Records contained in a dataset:
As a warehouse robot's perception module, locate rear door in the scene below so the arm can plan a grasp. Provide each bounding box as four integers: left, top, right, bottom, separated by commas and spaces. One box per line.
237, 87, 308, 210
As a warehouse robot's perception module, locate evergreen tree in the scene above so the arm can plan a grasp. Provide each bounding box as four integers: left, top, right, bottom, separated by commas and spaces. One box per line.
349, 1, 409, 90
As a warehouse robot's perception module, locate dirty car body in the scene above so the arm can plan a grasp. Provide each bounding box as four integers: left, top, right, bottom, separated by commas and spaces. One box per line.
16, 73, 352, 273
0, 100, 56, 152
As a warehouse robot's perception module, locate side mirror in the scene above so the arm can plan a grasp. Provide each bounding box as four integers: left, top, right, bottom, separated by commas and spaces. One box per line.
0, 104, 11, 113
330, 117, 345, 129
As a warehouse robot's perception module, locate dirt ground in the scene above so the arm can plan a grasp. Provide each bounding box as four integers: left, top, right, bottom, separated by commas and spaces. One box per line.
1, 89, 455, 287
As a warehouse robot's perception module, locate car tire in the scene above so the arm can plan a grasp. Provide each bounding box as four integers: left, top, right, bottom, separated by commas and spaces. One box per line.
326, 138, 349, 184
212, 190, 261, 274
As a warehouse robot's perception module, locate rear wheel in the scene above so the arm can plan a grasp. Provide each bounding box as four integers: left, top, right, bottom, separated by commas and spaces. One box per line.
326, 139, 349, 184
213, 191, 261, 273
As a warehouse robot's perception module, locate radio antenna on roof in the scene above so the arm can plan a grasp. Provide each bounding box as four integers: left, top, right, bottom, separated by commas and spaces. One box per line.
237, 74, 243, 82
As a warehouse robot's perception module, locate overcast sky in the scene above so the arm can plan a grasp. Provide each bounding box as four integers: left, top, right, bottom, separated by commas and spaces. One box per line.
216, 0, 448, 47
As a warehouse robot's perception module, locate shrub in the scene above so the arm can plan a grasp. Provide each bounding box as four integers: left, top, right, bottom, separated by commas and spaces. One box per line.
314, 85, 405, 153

Your objective: Reproduce the records above word for word.

Your response:
As a warehouse robot's perception module, locate rear door in the scene below so the arm can plan a grasp. Provide each bounding box as four integers: left, top, right, bottom, separated by commas and spaces. One box per line.
237, 87, 308, 210
As a warehouse robot's perception module, locate evergreen tree in the scene above so the arm can plan a grasp. Provide each bounding box as four integers: left, top, right, bottom, separated by commas and spaces. One box per line.
349, 1, 409, 90
As a warehouse robot's perception module, locate dirty car body in the scene above so the arm can plan a grasp. Provide each bounding box as four integers: left, top, right, bottom, separated by commas and spaces. One box per line.
16, 73, 352, 273
0, 100, 56, 152
As a warehouse robot's perception module, locate side mirror in the scene above so the arm can plan a grasp. Provide each bounding box as four integers: left, top, right, bottom, separated by commas and spaces. One box per line.
0, 104, 11, 113
330, 117, 345, 129
As a warehouse robot's perception module, locate dirt ground in the scene above so the arm can plan a grasp. Provide each bounding box as four integers: left, top, right, bottom, separated by commas and spaces. One box per line.
1, 89, 455, 287
As a warehouse robot's perception module, locate car tire in the scene above so the arm can plan a grasp. Provide each bounding box as four integers: left, top, right, bottom, separated by commas and spaces. One box per line.
326, 138, 349, 184
212, 190, 261, 274
As a warehouse robot's perception module, locate rear wheel in the scene above so the arm can plan a grasp. Provide each bounding box as four integers: left, top, right, bottom, separated by commas and spaces. One box per line.
326, 139, 349, 184
213, 191, 261, 273
As a warehouse robot's perception module, locate radio antenna on roof in the scene above so the arm can plan a grasp. Provide each bounding box as four integers: left, top, right, bottom, separated by commas and spaces. One box per line.
237, 74, 243, 82
As a warehouse robot's perception module, locate overcast sky in the scene above so the arm can plan a grasp. Provide each bounding box as four integers: left, top, right, bottom, separated by commas and spaces. One box per line.
216, 0, 448, 47
As a warehouse robot's perception module, locate shrub in the scene above so the arm can plan a grasp. Provide each bounding box as four integers: left, top, right, bottom, separated by commas and spaces. One box per line.
314, 85, 405, 153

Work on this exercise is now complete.